[TASK DATA]:
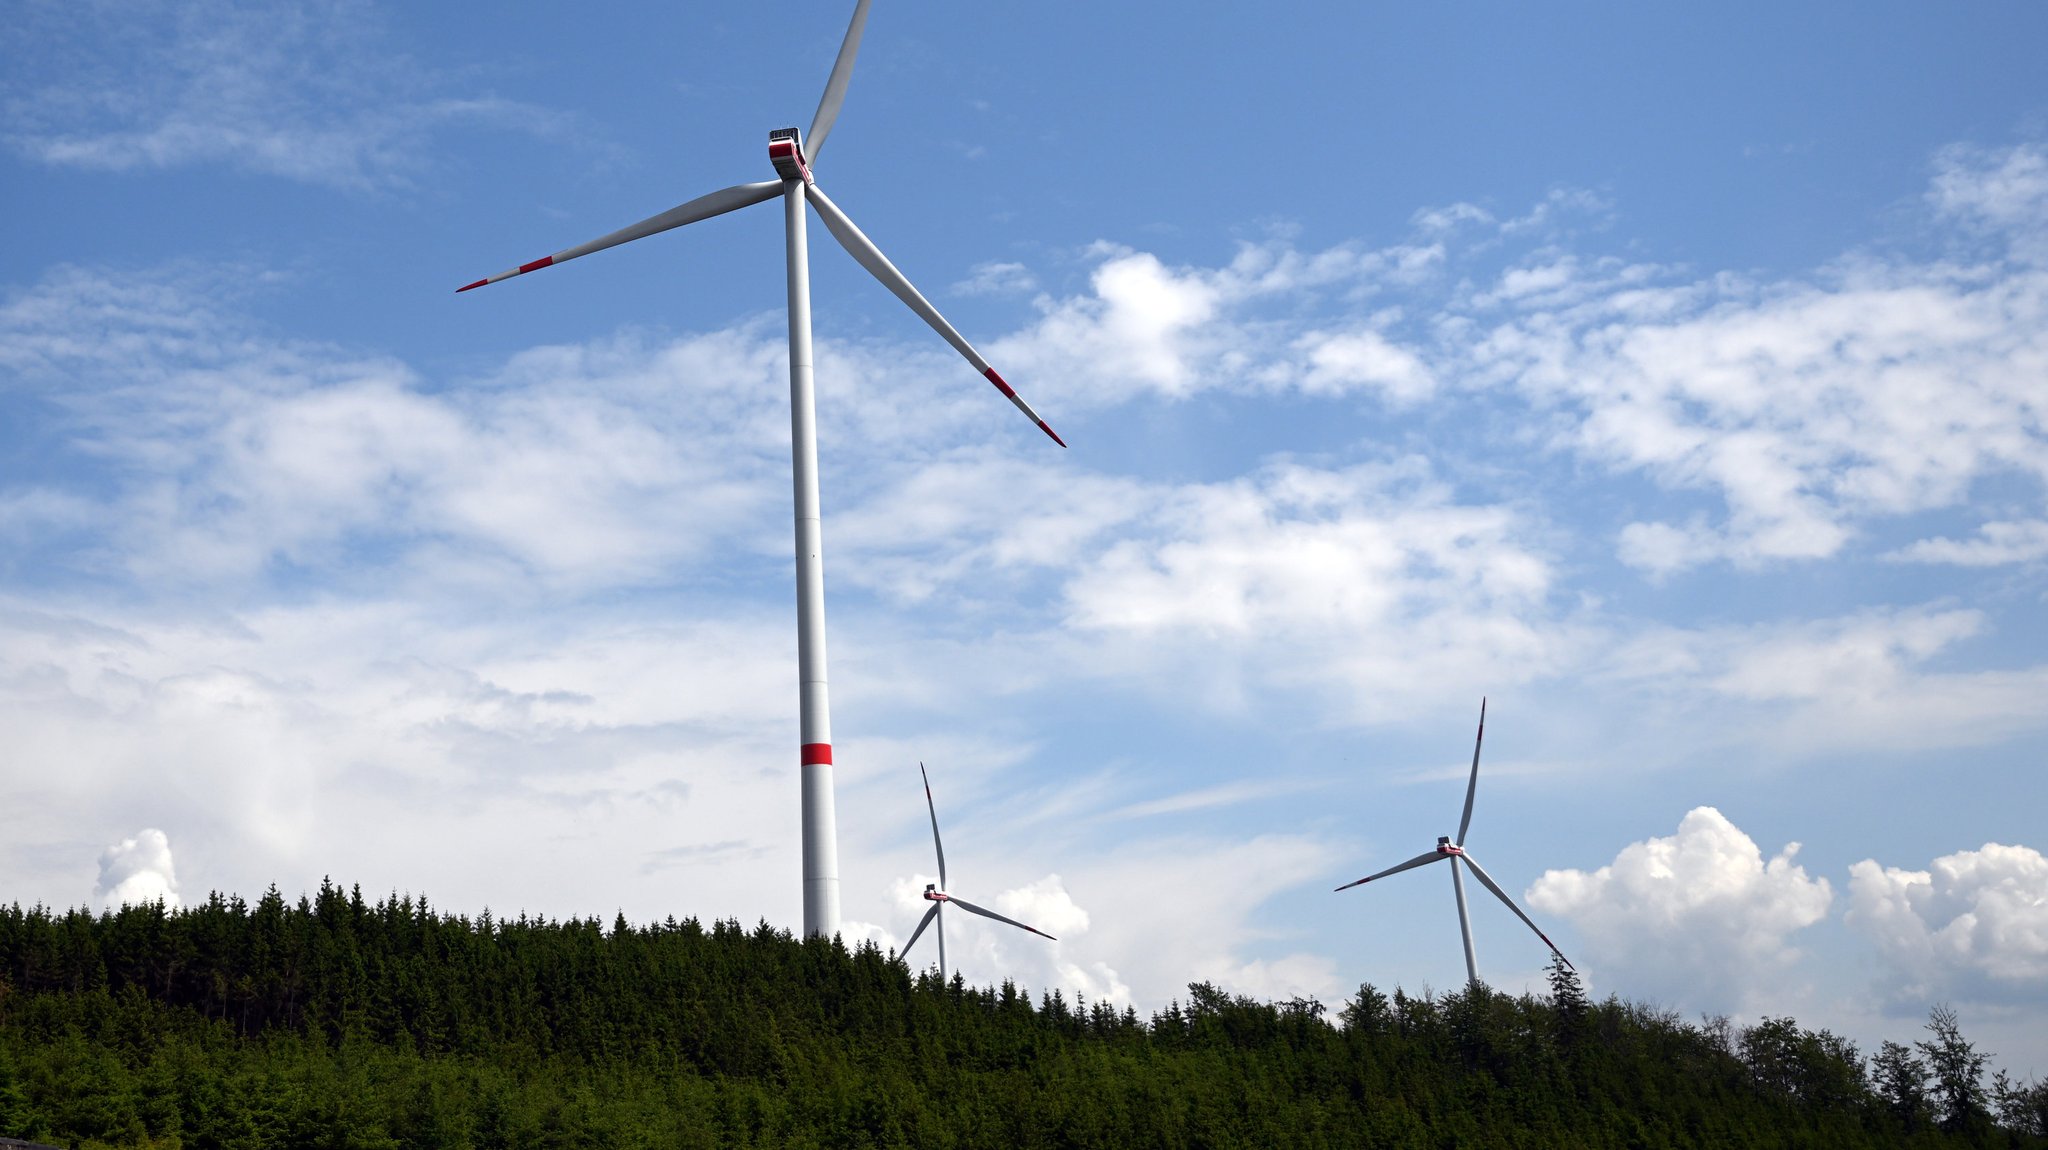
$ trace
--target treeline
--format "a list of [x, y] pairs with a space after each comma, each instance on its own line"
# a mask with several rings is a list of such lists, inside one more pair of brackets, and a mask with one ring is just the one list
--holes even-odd
[[765, 923], [448, 915], [323, 884], [0, 908], [0, 1136], [78, 1146], [2048, 1147], [1952, 1013], [1854, 1044], [1608, 999], [1149, 1018]]

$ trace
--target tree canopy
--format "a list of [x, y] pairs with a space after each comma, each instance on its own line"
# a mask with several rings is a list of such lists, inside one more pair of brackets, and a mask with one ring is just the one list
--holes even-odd
[[[332, 883], [0, 908], [0, 1136], [191, 1147], [2048, 1146], [1952, 1012], [1854, 1044], [1551, 993], [1206, 983], [1150, 1017], [766, 923], [474, 918]], [[2033, 1109], [2029, 1109], [2029, 1107]], [[1996, 1110], [1994, 1116], [1993, 1110]], [[2030, 1117], [2031, 1115], [2031, 1117]]]

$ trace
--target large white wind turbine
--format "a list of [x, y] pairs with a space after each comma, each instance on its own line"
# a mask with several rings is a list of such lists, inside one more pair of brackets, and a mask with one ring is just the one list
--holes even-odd
[[1559, 962], [1564, 963], [1568, 967], [1572, 965], [1571, 959], [1566, 958], [1564, 952], [1557, 949], [1557, 944], [1550, 941], [1550, 936], [1544, 934], [1534, 922], [1530, 921], [1528, 915], [1522, 913], [1522, 908], [1515, 905], [1515, 900], [1508, 897], [1508, 892], [1500, 889], [1500, 884], [1494, 882], [1484, 870], [1480, 869], [1479, 861], [1465, 850], [1465, 832], [1472, 826], [1472, 799], [1479, 792], [1479, 747], [1485, 741], [1486, 700], [1481, 699], [1479, 700], [1479, 737], [1472, 740], [1472, 779], [1465, 784], [1465, 815], [1458, 820], [1458, 838], [1456, 842], [1451, 841], [1447, 835], [1438, 836], [1435, 850], [1416, 855], [1414, 858], [1398, 866], [1390, 866], [1378, 874], [1366, 875], [1357, 882], [1347, 882], [1337, 888], [1338, 890], [1350, 890], [1352, 887], [1361, 886], [1372, 882], [1374, 879], [1382, 879], [1390, 874], [1400, 874], [1404, 870], [1413, 870], [1419, 866], [1427, 866], [1433, 862], [1442, 862], [1445, 859], [1449, 859], [1451, 863], [1451, 889], [1456, 891], [1458, 896], [1458, 930], [1465, 936], [1465, 977], [1473, 985], [1477, 985], [1479, 982], [1479, 960], [1473, 957], [1472, 954], [1472, 918], [1465, 910], [1465, 877], [1459, 871], [1460, 865], [1471, 867], [1472, 877], [1478, 879], [1481, 886], [1492, 891], [1494, 897], [1506, 903], [1508, 909], [1515, 912], [1516, 918], [1527, 923], [1529, 929], [1536, 932], [1536, 937], [1543, 940], [1543, 945], [1549, 947], [1551, 953], [1557, 955]]
[[[620, 228], [586, 244], [565, 248], [532, 263], [521, 264], [457, 291], [480, 288], [502, 279], [539, 271], [541, 268], [587, 256], [592, 252], [630, 240], [642, 239], [694, 224], [782, 197], [782, 218], [788, 232], [789, 273], [789, 425], [791, 467], [796, 496], [796, 618], [797, 681], [802, 734], [798, 752], [803, 794], [803, 890], [804, 933], [833, 935], [839, 930], [839, 847], [832, 814], [832, 718], [825, 681], [825, 573], [823, 536], [818, 510], [818, 436], [811, 380], [811, 286], [810, 260], [804, 234], [804, 204], [816, 209], [825, 230], [852, 254], [869, 274], [882, 281], [896, 298], [943, 336], [954, 350], [967, 358], [996, 390], [1017, 405], [1039, 430], [1052, 436], [1061, 447], [1066, 442], [1046, 426], [1031, 405], [1024, 402], [1003, 377], [996, 374], [981, 353], [963, 339], [937, 308], [920, 294], [889, 257], [854, 226], [845, 212], [818, 187], [811, 164], [825, 146], [825, 137], [839, 118], [846, 100], [847, 81], [853, 76], [853, 59], [860, 51], [861, 30], [867, 25], [869, 0], [854, 5], [853, 21], [825, 82], [824, 98], [811, 120], [810, 138], [795, 128], [768, 133], [768, 158], [775, 165], [777, 179], [737, 184], [722, 191], [678, 204], [657, 216]], [[963, 904], [964, 905], [964, 904]], [[984, 912], [985, 913], [985, 912]]]
[[[948, 903], [959, 907], [969, 914], [978, 914], [983, 918], [995, 919], [997, 922], [1007, 922], [1019, 930], [1028, 930], [1040, 938], [1052, 938], [1051, 935], [1035, 926], [1025, 926], [1014, 918], [1004, 918], [995, 911], [989, 910], [986, 907], [976, 906], [958, 895], [946, 892], [946, 844], [939, 841], [939, 808], [932, 803], [932, 777], [925, 774], [923, 763], [917, 764], [917, 773], [924, 776], [924, 807], [927, 811], [931, 812], [932, 816], [932, 847], [939, 852], [939, 881], [936, 885], [932, 883], [924, 884], [924, 897], [932, 904], [932, 908], [924, 912], [923, 918], [917, 920], [917, 929], [910, 932], [910, 941], [903, 944], [902, 953], [905, 955], [910, 953], [910, 948], [916, 946], [917, 940], [923, 937], [925, 927], [937, 926], [939, 928], [939, 981], [945, 981], [946, 921], [944, 908]], [[1053, 941], [1058, 942], [1059, 940], [1053, 939]]]

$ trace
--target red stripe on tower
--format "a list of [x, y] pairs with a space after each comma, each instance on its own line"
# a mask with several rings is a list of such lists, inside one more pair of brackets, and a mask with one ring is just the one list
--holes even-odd
[[829, 767], [829, 766], [831, 766], [831, 765], [832, 765], [832, 744], [830, 744], [830, 743], [805, 743], [805, 744], [804, 744], [804, 749], [803, 749], [803, 760], [804, 760], [804, 766], [807, 766], [807, 767]]
[[462, 293], [462, 292], [466, 292], [466, 291], [468, 291], [468, 290], [469, 290], [469, 289], [471, 289], [471, 288], [480, 288], [480, 287], [484, 286], [485, 284], [487, 284], [487, 283], [489, 283], [489, 282], [491, 282], [491, 281], [490, 281], [490, 280], [487, 280], [487, 279], [481, 279], [481, 280], [478, 280], [478, 281], [476, 281], [476, 282], [475, 282], [475, 283], [473, 283], [473, 284], [463, 284], [463, 285], [462, 285], [461, 287], [459, 287], [459, 288], [456, 288], [456, 289], [455, 289], [455, 291], [457, 292], [457, 294], [460, 294], [460, 293]]
[[1011, 390], [1009, 384], [1003, 382], [1003, 377], [996, 374], [995, 368], [989, 368], [987, 371], [984, 371], [981, 374], [987, 376], [988, 381], [996, 385], [997, 391], [1002, 392], [1004, 395], [1009, 396], [1011, 399], [1017, 398], [1017, 393]]
[[1067, 445], [1067, 441], [1060, 438], [1060, 433], [1054, 431], [1050, 426], [1046, 424], [1046, 422], [1043, 419], [1038, 421], [1038, 430], [1043, 431], [1047, 435], [1052, 436], [1052, 441], [1054, 443], [1059, 444], [1061, 447], [1065, 447]]
[[540, 269], [542, 269], [542, 268], [544, 268], [544, 267], [547, 267], [547, 266], [549, 266], [550, 264], [553, 264], [554, 262], [555, 262], [555, 257], [553, 257], [553, 256], [542, 256], [541, 258], [539, 258], [539, 259], [537, 259], [537, 260], [533, 261], [533, 262], [532, 262], [532, 263], [530, 263], [530, 264], [520, 264], [520, 265], [519, 265], [519, 274], [520, 274], [520, 275], [525, 275], [525, 274], [526, 274], [527, 272], [537, 272], [537, 271], [539, 271]]

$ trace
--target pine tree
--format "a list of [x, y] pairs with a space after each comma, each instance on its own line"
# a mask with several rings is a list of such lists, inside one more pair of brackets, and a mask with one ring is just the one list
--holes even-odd
[[1586, 984], [1563, 955], [1551, 955], [1550, 965], [1545, 969], [1550, 977], [1551, 1009], [1557, 1011], [1560, 1022], [1576, 1026], [1592, 1005], [1586, 1000]]

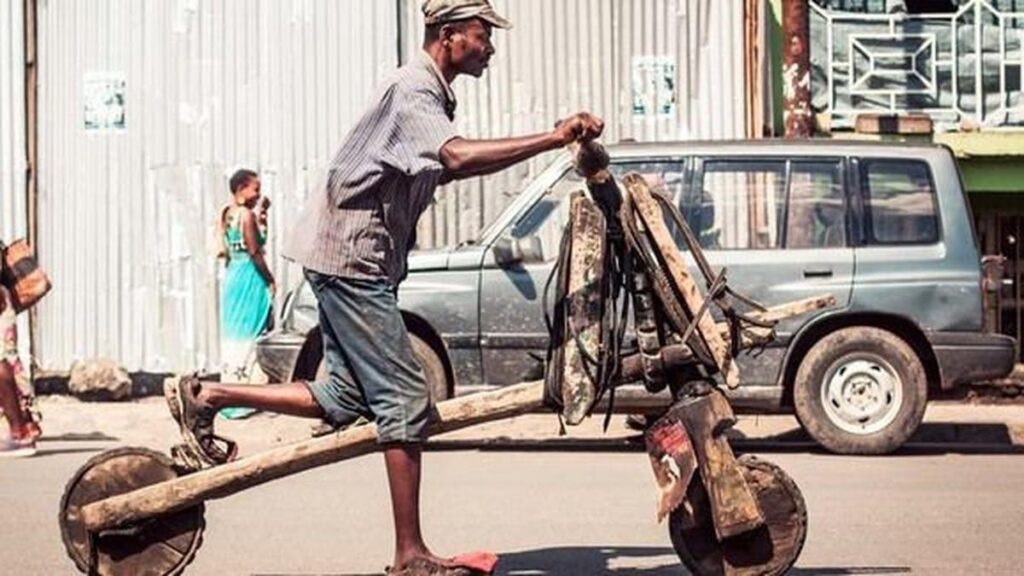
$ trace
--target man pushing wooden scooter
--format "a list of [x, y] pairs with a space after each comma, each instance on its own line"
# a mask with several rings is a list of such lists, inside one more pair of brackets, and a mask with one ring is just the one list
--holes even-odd
[[[429, 433], [545, 406], [575, 425], [602, 399], [610, 413], [622, 384], [642, 381], [651, 393], [668, 388], [673, 404], [645, 440], [658, 486], [657, 517], [669, 519], [676, 552], [696, 574], [781, 574], [803, 546], [804, 501], [778, 467], [733, 455], [724, 432], [735, 420], [720, 386], [738, 385], [734, 356], [769, 342], [776, 322], [832, 300], [765, 309], [736, 294], [724, 271], [708, 266], [671, 202], [641, 176], [625, 176], [620, 189], [604, 150], [593, 142], [578, 147], [576, 159], [588, 191], [570, 197], [571, 219], [552, 278], [545, 381], [441, 402]], [[674, 222], [703, 286], [666, 220]], [[634, 329], [627, 339], [629, 319]], [[229, 451], [206, 448], [186, 443], [177, 460], [122, 448], [87, 462], [61, 502], [62, 536], [76, 566], [110, 575], [180, 573], [201, 543], [205, 501], [379, 446], [370, 423], [237, 460]], [[493, 563], [482, 564], [469, 559], [461, 573]], [[452, 567], [445, 573], [460, 572]]]

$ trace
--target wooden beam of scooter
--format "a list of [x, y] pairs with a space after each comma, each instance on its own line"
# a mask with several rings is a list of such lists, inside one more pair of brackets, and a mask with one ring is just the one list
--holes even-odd
[[[762, 322], [778, 322], [794, 316], [802, 316], [815, 310], [822, 310], [836, 305], [836, 298], [831, 294], [822, 296], [811, 296], [803, 300], [794, 300], [778, 306], [772, 306], [765, 310], [755, 310], [746, 313], [747, 316]], [[731, 336], [729, 324], [719, 322], [715, 324], [722, 338], [729, 340]], [[751, 348], [771, 340], [772, 329], [761, 326], [748, 326], [740, 334], [740, 348]]]
[[[440, 402], [440, 418], [430, 426], [430, 434], [535, 412], [543, 404], [543, 391], [543, 382], [530, 382]], [[82, 507], [82, 522], [90, 532], [99, 532], [378, 449], [377, 427], [356, 426], [92, 502]]]

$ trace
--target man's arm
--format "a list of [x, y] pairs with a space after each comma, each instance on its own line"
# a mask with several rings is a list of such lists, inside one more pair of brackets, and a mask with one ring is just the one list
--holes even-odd
[[602, 130], [604, 122], [600, 118], [583, 112], [559, 122], [551, 132], [531, 136], [496, 140], [452, 138], [441, 147], [445, 168], [441, 183], [492, 174], [576, 140], [597, 138]]

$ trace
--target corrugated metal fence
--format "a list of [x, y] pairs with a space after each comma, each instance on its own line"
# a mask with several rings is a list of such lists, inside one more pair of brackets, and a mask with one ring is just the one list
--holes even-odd
[[[272, 266], [289, 286], [284, 232], [398, 47], [419, 49], [419, 5], [40, 2], [39, 250], [55, 282], [42, 365], [213, 366], [212, 223], [228, 173], [261, 173]], [[744, 136], [743, 0], [495, 5], [516, 28], [496, 32], [483, 79], [456, 83], [467, 136], [547, 130], [584, 108], [605, 117], [609, 141]], [[421, 245], [474, 237], [544, 162], [441, 191]]]
[[[455, 82], [463, 133], [502, 137], [548, 130], [589, 110], [605, 140], [743, 138], [742, 0], [495, 0], [512, 20], [480, 80]], [[420, 2], [407, 2], [408, 51], [419, 50]], [[408, 54], [406, 55], [408, 57]], [[421, 221], [421, 245], [475, 237], [548, 157], [486, 180], [448, 186]]]
[[287, 286], [281, 231], [395, 67], [395, 26], [381, 0], [41, 3], [43, 365], [211, 366], [227, 177], [262, 174]]
[[[20, 1], [0, 3], [0, 239], [8, 242], [28, 233], [23, 24]], [[18, 349], [28, 366], [28, 316], [18, 320]]]

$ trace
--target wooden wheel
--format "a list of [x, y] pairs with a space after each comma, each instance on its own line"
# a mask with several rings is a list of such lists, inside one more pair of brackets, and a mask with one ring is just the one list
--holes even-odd
[[104, 576], [180, 574], [202, 543], [203, 505], [89, 534], [82, 506], [179, 476], [174, 462], [145, 448], [117, 448], [91, 458], [72, 476], [60, 502], [68, 556], [83, 573]]
[[[764, 526], [719, 542], [707, 492], [699, 478], [694, 478], [686, 501], [669, 519], [672, 547], [698, 576], [784, 574], [796, 563], [807, 538], [803, 495], [793, 479], [775, 464], [749, 454], [737, 462], [764, 516]], [[684, 510], [687, 502], [692, 514]]]

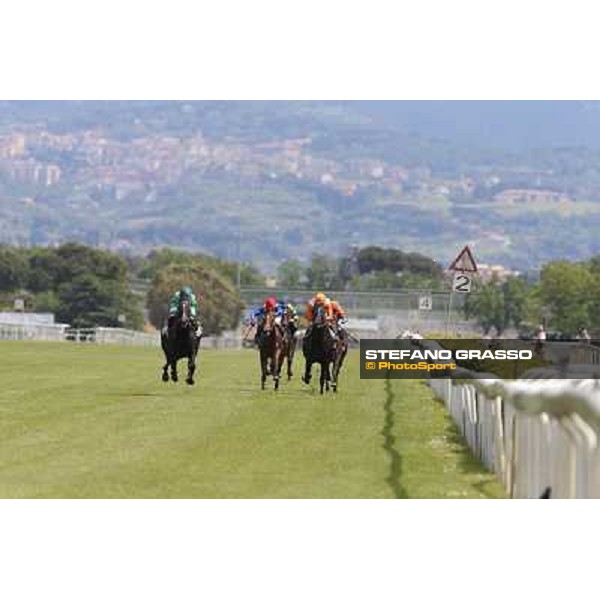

[WORK INSTRUCTION]: Only lines with the word "wooden" are needed. Copy them from the preceding records.

[SOLUTION FOR THIS TASK]:
--target man pushing wooden scooter
--target wooden beam of scooter
--target wooden wheel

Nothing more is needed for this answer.